• [Brief] List every specific kind of animal named in the blog excerpt below, leaving out humans and counting dogs and puppies as one kind.

It’s getting late, so I’ll just point you to this post from last year.

Pears and Goats

Today was one of those days where things started strange and went pear shaped from there. It began with a voice mail box full of full moon (you know, lunatic type) messages, including two from people that wanted to adopt cats but then left no number for me to contact them. Then the fiber optic interface box at the demarc was scheduled to be replaced, but the new box hadn’t been programmed quite right. Browsing to a new page hung up the phone and picking up the phone led to strange internet behavior. It took about an hour for the technician to get all correctly setup, so there went the lunch hour.

Molly and I were finally able to head out on our walk a little after 6pm and it was glorious. Warm, slight breeze, late afternoon sun: what could be better. An hour later and the clouds were rolling in and by the time we finished our 5 miles and returned to the house it was sprinkling. It gave the air that glorious ionic touch that smells so good during and after a rain. Before I could even get supper fixed, the rain started falling and the lightning and thunder sat on the horizon, giving a sight and sound extravaganza. Told you I shouldn’t have worked on the lawn sprinklers! Of course Molly didn’t care for the booming and kept her head in my lap as I ate supper. Poor doggy.

I’ll close with this weird fact I was reminded of today: unlike most creatures, goats have rectangular pupils. (Don’t ask how it came up.)

Human pupils are round. Goats and most other animals with hooves have horizontal slit pupils which are nearly rectangular when dilated. This gives goats vision covering up to 340 degrees, meaning they can see virtually all around without having to move. Contrast that with the less than 180 degrees we poor humans can see around. The real kicker is that animals with rectangular pupils can also see better at night due to having larger pupils that can close tighter during the day and open more at night. Makes me think we got shorted a bit in the grand eye design competition.

Bonus question: what well known invertebrate also has rectangular pupils? No Google!

Spring?

Needless to say, the PowerBall ticket of the last post was indeed worthless. At least no one else won either. {*grin*} Better luck Wednesday!

Sunday was a return to spring warmth, so I finally got to work on the sprinkler system and play in the water without being too cold. Of course that meant I awoke this morning to the sound of thunder and rain as a thunderstorm rolled through. I’m just happy I didn’t wash the truck or it would have flooded for sure.

Today was symptomatic of the arrival of spring. I had at least 5 panicked calls on the office phone before 9:30 this morning. All from people who had lost their puppies Sunday. They were hoping that we (the humane society) had found and captured them Sunday or this morning. I passed the calls on to the animal control officers, really hoping that we had indeed captured their pets. Dogs that wonder into the fields and river bottom this time of year tend to become coyote food in very short order.

• [Data extracts]
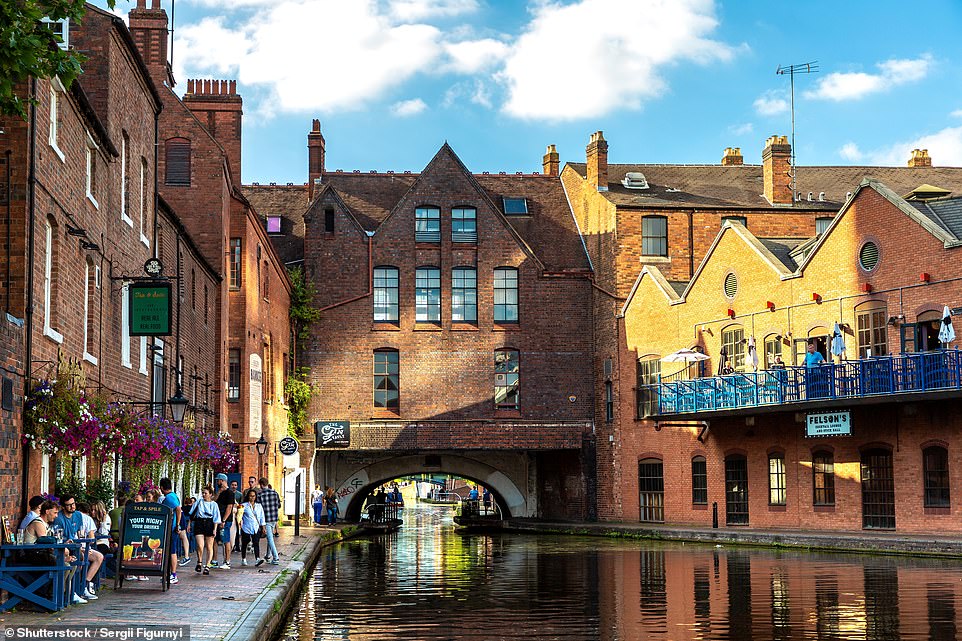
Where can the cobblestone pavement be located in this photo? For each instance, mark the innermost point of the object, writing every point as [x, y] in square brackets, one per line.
[211, 604]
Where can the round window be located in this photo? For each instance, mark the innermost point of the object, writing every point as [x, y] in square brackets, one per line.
[868, 256]
[731, 285]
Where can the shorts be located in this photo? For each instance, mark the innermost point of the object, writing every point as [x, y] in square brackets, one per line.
[225, 533]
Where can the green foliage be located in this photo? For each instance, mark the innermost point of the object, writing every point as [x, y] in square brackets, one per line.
[298, 393]
[29, 49]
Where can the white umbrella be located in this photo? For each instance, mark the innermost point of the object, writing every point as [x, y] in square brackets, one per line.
[946, 332]
[752, 353]
[838, 341]
[684, 356]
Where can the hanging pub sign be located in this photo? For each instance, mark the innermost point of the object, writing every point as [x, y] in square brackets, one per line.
[828, 424]
[150, 305]
[145, 540]
[333, 433]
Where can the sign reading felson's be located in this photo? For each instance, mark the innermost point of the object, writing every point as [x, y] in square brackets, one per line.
[150, 304]
[333, 433]
[828, 424]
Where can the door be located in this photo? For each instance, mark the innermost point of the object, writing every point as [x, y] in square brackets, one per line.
[736, 490]
[878, 490]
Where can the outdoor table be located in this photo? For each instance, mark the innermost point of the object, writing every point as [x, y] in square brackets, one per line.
[28, 582]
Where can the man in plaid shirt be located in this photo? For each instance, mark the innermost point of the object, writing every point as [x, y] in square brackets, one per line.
[271, 503]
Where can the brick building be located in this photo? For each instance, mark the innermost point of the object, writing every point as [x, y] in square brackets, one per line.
[668, 216]
[199, 173]
[750, 442]
[453, 326]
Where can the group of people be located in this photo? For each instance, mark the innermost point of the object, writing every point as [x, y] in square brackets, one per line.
[197, 527]
[325, 505]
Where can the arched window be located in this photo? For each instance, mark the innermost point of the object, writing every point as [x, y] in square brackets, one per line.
[651, 490]
[935, 466]
[699, 480]
[387, 369]
[177, 162]
[386, 295]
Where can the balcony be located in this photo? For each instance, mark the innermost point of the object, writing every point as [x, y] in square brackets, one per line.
[901, 377]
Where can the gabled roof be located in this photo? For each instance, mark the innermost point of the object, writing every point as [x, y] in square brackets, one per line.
[742, 186]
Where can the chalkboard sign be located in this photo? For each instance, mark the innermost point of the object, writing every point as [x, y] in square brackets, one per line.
[145, 540]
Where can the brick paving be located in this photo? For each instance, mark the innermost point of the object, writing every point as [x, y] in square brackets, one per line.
[211, 604]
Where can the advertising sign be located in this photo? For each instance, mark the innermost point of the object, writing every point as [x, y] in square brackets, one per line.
[256, 388]
[145, 540]
[149, 308]
[828, 424]
[333, 433]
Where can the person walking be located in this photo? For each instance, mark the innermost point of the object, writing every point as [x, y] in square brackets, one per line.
[271, 502]
[206, 518]
[225, 502]
[252, 527]
[330, 502]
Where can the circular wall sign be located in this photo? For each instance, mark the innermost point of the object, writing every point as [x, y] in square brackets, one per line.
[287, 446]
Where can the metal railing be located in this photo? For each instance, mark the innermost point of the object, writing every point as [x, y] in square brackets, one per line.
[933, 371]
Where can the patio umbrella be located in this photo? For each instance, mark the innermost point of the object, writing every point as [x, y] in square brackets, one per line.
[946, 332]
[752, 353]
[684, 356]
[838, 341]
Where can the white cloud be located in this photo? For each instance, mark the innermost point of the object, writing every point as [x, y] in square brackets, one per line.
[362, 54]
[771, 103]
[411, 10]
[945, 148]
[855, 85]
[408, 107]
[591, 57]
[851, 152]
[472, 56]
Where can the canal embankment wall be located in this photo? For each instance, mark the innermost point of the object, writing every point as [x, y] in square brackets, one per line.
[864, 542]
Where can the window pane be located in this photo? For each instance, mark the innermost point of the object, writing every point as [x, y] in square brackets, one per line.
[506, 379]
[464, 295]
[427, 294]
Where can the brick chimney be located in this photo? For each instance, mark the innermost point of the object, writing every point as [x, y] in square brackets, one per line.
[220, 109]
[315, 156]
[920, 158]
[733, 156]
[597, 151]
[776, 170]
[550, 161]
[148, 27]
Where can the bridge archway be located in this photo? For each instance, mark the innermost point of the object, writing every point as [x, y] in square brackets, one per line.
[354, 488]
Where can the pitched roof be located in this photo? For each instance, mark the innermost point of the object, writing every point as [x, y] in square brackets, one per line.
[742, 185]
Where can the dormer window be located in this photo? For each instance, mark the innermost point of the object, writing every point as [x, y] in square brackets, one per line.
[635, 180]
[515, 206]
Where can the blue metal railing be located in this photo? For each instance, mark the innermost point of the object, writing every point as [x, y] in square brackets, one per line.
[898, 374]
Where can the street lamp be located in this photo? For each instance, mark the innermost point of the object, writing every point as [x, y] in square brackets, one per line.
[178, 406]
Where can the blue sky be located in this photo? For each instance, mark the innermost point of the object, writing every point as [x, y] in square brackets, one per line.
[673, 81]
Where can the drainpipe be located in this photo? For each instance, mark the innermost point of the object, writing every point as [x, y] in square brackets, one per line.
[28, 308]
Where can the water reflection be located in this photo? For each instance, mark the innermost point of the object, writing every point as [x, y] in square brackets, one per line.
[428, 583]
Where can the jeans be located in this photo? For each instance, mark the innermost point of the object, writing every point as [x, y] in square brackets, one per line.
[271, 548]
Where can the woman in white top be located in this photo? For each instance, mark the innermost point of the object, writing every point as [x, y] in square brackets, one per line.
[205, 516]
[252, 527]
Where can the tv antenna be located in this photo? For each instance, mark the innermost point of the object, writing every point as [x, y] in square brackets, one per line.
[790, 71]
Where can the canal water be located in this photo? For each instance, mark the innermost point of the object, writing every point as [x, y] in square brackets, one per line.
[430, 583]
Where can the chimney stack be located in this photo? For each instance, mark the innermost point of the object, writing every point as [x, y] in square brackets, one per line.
[776, 170]
[218, 107]
[315, 156]
[550, 162]
[597, 151]
[733, 156]
[920, 158]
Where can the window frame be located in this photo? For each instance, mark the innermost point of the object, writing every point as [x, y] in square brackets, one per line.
[511, 380]
[654, 242]
[507, 295]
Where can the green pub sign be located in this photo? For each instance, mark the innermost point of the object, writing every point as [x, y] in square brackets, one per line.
[150, 304]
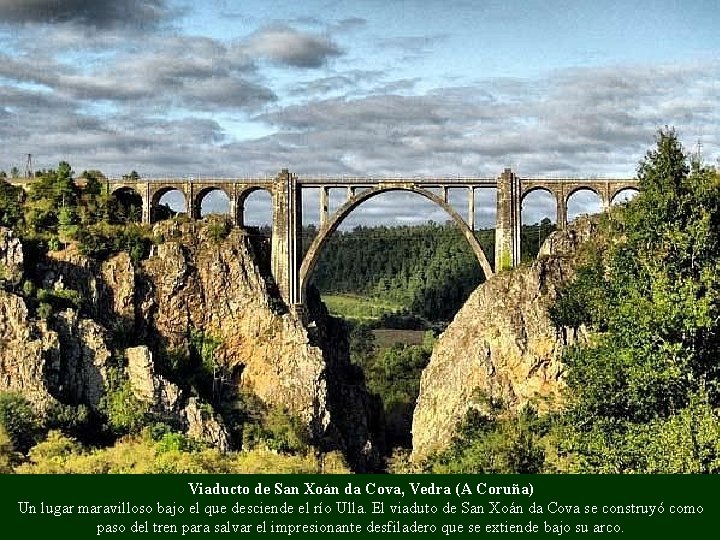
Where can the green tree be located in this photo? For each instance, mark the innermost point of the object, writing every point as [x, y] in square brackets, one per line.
[654, 304]
[18, 419]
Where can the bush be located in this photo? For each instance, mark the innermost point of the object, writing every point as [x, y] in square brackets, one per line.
[18, 419]
[125, 412]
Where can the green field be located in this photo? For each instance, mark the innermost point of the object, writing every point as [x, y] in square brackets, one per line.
[360, 308]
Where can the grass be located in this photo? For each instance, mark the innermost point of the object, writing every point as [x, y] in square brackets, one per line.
[359, 308]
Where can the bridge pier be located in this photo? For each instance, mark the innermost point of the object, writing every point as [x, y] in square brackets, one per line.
[324, 206]
[286, 250]
[507, 228]
[471, 208]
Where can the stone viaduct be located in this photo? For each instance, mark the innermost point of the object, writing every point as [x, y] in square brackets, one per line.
[292, 271]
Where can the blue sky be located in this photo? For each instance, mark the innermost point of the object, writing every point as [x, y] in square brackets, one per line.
[550, 88]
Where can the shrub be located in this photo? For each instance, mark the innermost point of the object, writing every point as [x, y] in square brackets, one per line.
[19, 420]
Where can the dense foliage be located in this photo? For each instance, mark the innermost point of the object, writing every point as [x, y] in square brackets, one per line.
[644, 393]
[426, 270]
[392, 373]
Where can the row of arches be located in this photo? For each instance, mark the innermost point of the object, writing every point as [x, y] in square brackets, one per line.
[539, 203]
[253, 208]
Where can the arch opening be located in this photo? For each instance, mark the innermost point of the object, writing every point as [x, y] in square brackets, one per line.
[435, 217]
[212, 201]
[538, 219]
[167, 203]
[392, 260]
[583, 201]
[125, 206]
[624, 195]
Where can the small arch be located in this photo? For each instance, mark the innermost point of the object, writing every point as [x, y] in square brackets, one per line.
[336, 220]
[575, 189]
[538, 219]
[583, 200]
[125, 206]
[211, 200]
[624, 194]
[255, 207]
[167, 202]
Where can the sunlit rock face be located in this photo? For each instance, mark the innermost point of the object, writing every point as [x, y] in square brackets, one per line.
[194, 283]
[501, 345]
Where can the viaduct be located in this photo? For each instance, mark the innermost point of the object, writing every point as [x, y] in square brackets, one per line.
[292, 271]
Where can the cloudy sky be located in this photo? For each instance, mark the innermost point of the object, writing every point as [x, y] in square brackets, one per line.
[364, 87]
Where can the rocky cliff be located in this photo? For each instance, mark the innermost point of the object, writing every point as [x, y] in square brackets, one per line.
[501, 345]
[201, 282]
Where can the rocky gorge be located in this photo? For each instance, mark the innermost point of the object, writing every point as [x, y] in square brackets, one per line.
[199, 284]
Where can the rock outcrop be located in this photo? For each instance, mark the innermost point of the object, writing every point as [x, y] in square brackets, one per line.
[500, 346]
[200, 282]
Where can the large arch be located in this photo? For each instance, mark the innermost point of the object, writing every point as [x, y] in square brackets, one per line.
[311, 257]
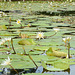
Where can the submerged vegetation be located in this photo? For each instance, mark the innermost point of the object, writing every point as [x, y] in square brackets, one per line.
[36, 34]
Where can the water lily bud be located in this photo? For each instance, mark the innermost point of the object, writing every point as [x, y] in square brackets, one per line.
[68, 38]
[64, 39]
[18, 21]
[40, 35]
[56, 29]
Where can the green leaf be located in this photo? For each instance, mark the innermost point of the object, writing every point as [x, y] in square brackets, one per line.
[26, 42]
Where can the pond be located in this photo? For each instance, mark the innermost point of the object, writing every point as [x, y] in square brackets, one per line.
[37, 38]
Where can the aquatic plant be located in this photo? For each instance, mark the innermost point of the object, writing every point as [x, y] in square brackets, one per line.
[40, 35]
[8, 62]
[19, 22]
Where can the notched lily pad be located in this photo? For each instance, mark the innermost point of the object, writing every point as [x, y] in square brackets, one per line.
[52, 52]
[26, 42]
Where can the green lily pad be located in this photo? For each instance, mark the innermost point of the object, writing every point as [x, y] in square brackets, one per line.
[37, 74]
[57, 66]
[26, 42]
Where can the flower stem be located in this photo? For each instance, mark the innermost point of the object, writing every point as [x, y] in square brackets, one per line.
[14, 69]
[33, 61]
[21, 25]
[68, 50]
[24, 50]
[13, 46]
[53, 34]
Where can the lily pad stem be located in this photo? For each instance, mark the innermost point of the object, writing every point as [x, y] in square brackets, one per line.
[33, 60]
[14, 69]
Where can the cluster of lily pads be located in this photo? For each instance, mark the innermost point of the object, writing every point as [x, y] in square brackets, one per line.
[36, 40]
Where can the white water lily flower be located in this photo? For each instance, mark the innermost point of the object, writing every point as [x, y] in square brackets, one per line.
[64, 39]
[18, 21]
[40, 35]
[56, 29]
[6, 62]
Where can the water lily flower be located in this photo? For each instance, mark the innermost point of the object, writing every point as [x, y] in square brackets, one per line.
[68, 39]
[18, 21]
[3, 40]
[8, 39]
[29, 25]
[40, 35]
[56, 29]
[6, 62]
[64, 39]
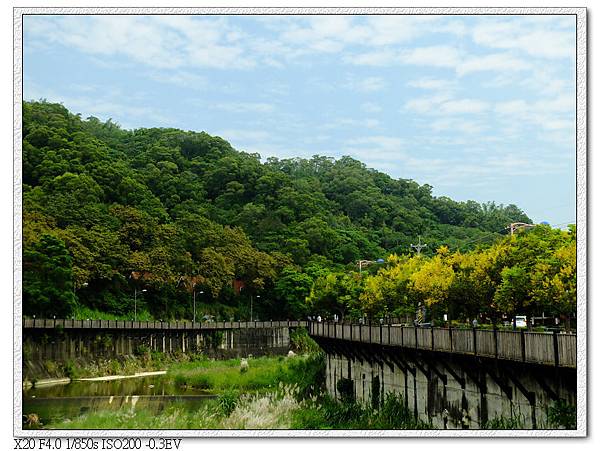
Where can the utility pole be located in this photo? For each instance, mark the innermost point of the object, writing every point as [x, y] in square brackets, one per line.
[362, 263]
[419, 246]
[514, 226]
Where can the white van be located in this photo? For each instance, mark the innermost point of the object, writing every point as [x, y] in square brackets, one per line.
[520, 321]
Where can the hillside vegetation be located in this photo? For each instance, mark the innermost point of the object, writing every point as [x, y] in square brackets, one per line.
[110, 212]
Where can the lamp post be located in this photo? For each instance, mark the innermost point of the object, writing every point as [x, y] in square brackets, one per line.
[201, 292]
[135, 302]
[257, 297]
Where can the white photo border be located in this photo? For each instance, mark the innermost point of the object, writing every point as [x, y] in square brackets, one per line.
[581, 179]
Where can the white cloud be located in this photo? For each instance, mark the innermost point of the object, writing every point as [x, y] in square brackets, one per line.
[369, 84]
[349, 122]
[431, 83]
[444, 103]
[426, 104]
[541, 39]
[433, 56]
[495, 62]
[463, 106]
[163, 42]
[370, 107]
[244, 107]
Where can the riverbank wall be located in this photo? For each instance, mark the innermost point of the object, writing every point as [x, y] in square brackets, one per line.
[44, 349]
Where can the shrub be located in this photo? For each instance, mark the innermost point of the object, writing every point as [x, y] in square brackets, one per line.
[227, 401]
[561, 414]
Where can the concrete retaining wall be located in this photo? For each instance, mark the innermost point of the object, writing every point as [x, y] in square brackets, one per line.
[452, 392]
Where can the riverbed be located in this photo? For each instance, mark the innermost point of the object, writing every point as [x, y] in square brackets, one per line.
[56, 403]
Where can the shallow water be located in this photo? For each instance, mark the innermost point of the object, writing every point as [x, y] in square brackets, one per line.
[59, 402]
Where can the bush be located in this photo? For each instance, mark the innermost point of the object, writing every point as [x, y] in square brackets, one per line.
[227, 401]
[561, 414]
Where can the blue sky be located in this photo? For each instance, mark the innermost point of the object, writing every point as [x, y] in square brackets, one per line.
[479, 107]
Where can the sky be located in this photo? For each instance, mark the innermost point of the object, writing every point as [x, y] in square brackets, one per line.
[479, 107]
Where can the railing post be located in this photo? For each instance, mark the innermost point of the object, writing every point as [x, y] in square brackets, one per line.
[495, 342]
[402, 335]
[555, 344]
[416, 338]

• [Your response] Cats, dogs, goats, coyotes